# [What needs to be done]
Repeat only the lines from the one holding "Target: shirt collar" down to the last line of the listing below, including both of those lines.

─── Exercise data

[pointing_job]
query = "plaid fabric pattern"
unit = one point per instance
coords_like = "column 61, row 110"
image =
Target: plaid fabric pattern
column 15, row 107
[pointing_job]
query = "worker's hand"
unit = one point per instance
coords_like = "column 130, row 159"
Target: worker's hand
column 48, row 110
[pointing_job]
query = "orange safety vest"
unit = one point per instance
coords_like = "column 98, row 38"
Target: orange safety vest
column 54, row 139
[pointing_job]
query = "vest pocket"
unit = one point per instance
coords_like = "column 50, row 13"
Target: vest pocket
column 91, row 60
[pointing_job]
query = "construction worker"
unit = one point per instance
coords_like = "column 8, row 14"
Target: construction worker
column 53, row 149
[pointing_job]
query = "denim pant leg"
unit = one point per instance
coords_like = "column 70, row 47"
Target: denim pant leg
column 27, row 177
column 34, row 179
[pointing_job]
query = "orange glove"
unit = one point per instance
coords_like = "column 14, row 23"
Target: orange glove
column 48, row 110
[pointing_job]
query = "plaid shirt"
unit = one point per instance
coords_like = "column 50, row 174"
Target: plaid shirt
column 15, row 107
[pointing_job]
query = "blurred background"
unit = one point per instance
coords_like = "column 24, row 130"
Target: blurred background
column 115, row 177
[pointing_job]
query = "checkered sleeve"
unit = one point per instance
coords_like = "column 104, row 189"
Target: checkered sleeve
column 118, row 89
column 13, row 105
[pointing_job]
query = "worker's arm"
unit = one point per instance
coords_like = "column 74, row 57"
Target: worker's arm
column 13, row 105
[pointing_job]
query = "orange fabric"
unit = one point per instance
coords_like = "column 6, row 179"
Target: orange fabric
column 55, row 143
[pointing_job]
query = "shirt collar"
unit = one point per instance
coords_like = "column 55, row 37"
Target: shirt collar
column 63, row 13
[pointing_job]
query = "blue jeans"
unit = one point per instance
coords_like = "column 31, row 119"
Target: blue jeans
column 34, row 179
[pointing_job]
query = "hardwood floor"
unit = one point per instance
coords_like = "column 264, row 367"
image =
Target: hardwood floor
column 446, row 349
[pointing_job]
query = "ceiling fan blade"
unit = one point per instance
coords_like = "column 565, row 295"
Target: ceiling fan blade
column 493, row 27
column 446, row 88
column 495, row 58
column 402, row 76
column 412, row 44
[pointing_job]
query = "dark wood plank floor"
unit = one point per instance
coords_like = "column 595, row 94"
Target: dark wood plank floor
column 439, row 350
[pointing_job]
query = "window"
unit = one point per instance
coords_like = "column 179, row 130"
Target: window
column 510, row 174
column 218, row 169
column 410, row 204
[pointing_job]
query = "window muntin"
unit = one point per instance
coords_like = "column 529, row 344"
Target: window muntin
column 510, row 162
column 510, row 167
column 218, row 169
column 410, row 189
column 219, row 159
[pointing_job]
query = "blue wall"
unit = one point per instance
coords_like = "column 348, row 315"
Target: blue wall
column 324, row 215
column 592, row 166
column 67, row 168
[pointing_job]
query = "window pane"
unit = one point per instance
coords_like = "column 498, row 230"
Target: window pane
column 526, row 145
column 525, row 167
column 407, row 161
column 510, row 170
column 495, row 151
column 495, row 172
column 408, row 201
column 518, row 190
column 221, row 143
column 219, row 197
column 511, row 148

──────

# [Answer to this exercise]
Target: shirt collar
column 63, row 13
[pointing_job]
query = "blue jeans"
unit = one point per instance
coords_like = "column 31, row 119"
Target: blue jeans
column 34, row 179
[pointing_job]
query = "hardwood floor"
unit = one point per instance
coords_like = "column 264, row 367"
image =
Target: hardwood floor
column 446, row 349
[pointing_job]
query = "ceiling fan blade"
unit = one point per instance
coords_like = "column 565, row 295"
Target: ceiling fan blade
column 493, row 27
column 446, row 88
column 495, row 58
column 402, row 76
column 412, row 44
[pointing_job]
query = "dark wood plank floor"
unit = one point per instance
coords_like = "column 595, row 94"
Target: dark wood plank floor
column 439, row 350
[pointing_job]
query = "window"
unit = one point per instance
coords_like = "column 179, row 130"
Target: window
column 510, row 174
column 218, row 169
column 410, row 204
[pointing_job]
query = "window muntin"
unit = one point per instance
coords_like = "column 529, row 344"
Target: window muntin
column 510, row 162
column 510, row 167
column 218, row 169
column 410, row 189
column 219, row 159
[pointing_job]
query = "blue wall"
unit = one point per instance
coords_like = "column 348, row 315"
Target: blue wall
column 324, row 215
column 592, row 166
column 67, row 168
[pointing_job]
query = "window pane"
unit = one point per instance
coords_like = "column 498, row 230"
Target: window pane
column 526, row 145
column 525, row 167
column 407, row 161
column 510, row 170
column 495, row 151
column 495, row 172
column 408, row 201
column 518, row 190
column 221, row 143
column 219, row 197
column 511, row 148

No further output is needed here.